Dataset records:
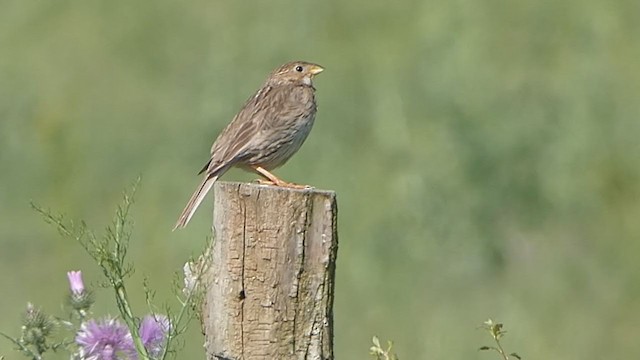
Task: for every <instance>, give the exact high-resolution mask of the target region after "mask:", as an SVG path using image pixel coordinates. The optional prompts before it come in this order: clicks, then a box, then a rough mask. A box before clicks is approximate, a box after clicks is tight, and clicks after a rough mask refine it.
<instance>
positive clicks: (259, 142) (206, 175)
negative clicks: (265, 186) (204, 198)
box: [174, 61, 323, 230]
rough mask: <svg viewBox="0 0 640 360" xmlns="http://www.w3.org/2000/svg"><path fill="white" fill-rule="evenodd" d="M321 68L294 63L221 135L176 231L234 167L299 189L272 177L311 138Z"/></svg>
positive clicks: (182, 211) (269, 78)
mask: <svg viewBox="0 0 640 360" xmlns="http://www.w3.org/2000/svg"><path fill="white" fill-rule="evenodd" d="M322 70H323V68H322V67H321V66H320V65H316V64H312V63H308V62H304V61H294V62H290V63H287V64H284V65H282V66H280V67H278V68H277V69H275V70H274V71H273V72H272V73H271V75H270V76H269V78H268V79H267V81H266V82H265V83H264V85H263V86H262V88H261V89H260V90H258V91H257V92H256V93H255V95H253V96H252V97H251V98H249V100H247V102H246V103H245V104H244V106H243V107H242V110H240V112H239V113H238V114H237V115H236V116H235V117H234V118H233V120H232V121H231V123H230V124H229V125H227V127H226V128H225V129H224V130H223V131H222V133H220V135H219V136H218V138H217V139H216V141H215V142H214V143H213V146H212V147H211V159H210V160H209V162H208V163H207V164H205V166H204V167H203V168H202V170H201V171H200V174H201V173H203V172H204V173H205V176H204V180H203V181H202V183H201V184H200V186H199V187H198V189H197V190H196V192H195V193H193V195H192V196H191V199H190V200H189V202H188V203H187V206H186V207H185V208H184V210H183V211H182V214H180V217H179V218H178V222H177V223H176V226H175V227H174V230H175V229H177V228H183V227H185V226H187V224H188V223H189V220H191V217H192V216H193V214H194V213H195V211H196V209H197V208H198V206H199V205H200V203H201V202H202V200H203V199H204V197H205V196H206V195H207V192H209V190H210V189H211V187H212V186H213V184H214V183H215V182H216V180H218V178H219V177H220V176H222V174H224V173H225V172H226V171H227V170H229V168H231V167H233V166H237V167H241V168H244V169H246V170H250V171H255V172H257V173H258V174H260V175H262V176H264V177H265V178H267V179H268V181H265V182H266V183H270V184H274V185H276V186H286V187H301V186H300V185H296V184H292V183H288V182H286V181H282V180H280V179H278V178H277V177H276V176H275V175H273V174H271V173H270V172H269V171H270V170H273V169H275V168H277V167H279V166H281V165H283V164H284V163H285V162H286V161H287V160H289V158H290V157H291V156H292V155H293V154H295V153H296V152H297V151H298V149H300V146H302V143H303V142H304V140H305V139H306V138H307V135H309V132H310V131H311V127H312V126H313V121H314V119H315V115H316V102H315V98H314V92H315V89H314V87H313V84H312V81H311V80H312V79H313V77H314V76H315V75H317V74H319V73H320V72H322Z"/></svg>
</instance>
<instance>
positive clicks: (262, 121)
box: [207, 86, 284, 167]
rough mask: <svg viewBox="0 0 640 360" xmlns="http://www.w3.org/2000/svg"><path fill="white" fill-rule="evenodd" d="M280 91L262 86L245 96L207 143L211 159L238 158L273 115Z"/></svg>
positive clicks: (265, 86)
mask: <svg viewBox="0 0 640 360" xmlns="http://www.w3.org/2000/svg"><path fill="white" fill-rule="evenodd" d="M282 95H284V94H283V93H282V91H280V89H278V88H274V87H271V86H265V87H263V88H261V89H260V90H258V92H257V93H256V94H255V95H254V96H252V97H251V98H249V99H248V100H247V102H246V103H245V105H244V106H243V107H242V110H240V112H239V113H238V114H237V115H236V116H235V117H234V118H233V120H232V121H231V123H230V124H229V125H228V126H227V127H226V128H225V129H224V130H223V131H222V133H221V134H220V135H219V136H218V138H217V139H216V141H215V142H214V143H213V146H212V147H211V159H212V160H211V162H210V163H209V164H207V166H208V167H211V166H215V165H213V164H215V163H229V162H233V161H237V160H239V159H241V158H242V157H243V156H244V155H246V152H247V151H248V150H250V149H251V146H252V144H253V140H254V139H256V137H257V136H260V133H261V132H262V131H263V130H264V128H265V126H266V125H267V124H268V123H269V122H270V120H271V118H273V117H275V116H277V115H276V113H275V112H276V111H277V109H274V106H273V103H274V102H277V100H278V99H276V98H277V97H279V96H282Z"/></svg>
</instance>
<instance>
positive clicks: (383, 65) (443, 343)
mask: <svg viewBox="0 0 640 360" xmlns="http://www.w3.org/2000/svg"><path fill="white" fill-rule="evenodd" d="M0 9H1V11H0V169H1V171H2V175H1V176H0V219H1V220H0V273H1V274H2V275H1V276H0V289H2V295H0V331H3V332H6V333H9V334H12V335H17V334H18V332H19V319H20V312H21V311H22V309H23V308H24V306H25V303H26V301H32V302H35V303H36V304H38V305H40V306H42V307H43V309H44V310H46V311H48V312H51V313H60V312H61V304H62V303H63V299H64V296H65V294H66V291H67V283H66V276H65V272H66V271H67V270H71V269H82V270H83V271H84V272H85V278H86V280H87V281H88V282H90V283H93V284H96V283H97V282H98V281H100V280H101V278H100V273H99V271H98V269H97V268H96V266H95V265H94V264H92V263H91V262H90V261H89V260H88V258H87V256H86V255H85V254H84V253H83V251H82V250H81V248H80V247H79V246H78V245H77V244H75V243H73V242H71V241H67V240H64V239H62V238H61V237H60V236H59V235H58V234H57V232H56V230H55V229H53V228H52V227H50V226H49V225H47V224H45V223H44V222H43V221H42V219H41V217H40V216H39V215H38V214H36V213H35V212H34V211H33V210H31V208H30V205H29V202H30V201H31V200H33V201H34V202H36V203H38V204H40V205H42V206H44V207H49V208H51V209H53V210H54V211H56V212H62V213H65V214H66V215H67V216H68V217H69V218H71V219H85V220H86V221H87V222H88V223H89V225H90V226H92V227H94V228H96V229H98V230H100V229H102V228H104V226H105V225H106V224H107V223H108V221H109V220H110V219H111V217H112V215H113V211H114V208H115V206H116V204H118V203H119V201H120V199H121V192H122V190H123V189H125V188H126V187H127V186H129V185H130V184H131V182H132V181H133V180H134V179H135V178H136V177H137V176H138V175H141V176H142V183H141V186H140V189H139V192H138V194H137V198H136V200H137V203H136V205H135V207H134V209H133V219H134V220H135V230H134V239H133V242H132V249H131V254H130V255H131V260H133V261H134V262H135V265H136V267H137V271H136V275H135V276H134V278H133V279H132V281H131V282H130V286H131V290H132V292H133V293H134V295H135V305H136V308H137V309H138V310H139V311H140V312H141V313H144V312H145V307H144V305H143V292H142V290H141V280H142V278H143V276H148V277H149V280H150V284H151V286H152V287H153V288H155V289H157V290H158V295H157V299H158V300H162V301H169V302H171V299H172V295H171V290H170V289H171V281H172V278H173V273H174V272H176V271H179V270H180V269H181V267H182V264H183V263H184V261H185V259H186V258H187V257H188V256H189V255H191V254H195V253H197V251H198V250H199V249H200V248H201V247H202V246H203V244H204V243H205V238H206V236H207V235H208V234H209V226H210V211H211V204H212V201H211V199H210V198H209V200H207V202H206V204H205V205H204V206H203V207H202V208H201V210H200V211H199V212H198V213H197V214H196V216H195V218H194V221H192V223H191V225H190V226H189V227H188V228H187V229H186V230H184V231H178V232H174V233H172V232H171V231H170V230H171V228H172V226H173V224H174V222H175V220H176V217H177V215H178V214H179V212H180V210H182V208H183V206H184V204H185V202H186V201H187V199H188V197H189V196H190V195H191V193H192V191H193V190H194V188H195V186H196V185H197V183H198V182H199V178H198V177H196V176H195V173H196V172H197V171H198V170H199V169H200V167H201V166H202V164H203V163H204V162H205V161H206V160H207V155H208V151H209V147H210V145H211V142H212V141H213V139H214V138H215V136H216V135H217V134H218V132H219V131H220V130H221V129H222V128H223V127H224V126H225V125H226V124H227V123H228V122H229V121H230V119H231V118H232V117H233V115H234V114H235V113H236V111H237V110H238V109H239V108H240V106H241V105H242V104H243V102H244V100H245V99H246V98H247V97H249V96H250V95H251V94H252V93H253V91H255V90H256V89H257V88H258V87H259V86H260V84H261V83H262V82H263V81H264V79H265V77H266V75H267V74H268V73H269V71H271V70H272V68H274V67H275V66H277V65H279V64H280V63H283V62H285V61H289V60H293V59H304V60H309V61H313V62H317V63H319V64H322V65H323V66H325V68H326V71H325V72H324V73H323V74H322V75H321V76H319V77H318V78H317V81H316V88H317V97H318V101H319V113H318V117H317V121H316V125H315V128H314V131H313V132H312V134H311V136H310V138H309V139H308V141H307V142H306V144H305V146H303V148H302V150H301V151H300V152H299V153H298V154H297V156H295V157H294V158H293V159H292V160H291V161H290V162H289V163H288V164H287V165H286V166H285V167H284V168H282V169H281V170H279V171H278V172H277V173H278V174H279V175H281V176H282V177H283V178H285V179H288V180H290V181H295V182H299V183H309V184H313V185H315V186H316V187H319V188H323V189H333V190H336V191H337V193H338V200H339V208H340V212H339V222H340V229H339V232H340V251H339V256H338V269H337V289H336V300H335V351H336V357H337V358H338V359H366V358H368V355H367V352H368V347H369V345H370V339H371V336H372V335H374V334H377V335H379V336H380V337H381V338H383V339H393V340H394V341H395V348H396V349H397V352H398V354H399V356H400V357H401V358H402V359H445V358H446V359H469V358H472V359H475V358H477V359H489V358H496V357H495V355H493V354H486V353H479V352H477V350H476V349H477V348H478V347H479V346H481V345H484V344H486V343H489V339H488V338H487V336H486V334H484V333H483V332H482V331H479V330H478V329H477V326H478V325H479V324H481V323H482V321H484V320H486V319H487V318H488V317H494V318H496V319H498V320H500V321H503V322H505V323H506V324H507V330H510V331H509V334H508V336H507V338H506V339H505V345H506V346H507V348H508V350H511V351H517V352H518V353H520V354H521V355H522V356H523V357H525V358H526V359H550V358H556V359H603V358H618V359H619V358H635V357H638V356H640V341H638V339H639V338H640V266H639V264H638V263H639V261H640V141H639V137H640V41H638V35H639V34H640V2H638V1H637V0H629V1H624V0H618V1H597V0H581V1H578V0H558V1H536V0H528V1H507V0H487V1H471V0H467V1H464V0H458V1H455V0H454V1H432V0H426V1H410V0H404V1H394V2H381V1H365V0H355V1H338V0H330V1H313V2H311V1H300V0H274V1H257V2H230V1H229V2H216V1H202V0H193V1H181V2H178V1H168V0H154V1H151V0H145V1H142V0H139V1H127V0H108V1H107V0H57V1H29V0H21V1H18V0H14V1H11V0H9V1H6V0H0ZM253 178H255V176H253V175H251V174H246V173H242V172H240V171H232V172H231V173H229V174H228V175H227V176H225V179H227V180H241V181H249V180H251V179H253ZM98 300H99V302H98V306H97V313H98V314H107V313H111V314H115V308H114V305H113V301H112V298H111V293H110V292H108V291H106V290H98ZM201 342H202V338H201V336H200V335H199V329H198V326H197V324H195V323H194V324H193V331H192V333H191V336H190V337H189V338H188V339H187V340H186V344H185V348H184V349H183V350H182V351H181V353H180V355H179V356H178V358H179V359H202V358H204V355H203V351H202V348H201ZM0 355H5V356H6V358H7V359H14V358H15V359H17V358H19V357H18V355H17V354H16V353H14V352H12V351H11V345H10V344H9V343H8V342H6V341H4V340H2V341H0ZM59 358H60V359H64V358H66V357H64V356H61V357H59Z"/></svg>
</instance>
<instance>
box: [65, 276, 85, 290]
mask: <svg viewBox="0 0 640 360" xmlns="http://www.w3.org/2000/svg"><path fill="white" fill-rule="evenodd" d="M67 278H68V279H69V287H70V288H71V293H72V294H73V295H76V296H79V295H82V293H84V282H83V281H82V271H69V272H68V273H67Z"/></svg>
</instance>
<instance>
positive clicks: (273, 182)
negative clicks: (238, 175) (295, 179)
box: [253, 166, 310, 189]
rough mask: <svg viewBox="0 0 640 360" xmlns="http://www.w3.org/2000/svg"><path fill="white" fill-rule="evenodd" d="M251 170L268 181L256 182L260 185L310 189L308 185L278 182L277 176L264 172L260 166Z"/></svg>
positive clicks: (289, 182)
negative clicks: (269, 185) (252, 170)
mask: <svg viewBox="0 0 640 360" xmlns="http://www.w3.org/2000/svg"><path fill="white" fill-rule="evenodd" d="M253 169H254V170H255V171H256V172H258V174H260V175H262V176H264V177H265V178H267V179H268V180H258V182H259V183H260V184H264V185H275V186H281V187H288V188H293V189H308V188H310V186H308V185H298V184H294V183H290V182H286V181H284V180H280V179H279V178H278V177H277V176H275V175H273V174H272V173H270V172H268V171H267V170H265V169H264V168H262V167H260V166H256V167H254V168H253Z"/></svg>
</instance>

§ **Task goal**
Pick out each line in the records above that contains the string "positive", with case counting.

§ **Task response**
positive clicks: (259, 142) (206, 175)
positive clicks: (182, 211) (269, 78)
positive clicks: (262, 121)
positive clicks: (265, 86)
positive clicks: (383, 65) (443, 343)
positive clicks: (273, 182)
positive clicks: (289, 182)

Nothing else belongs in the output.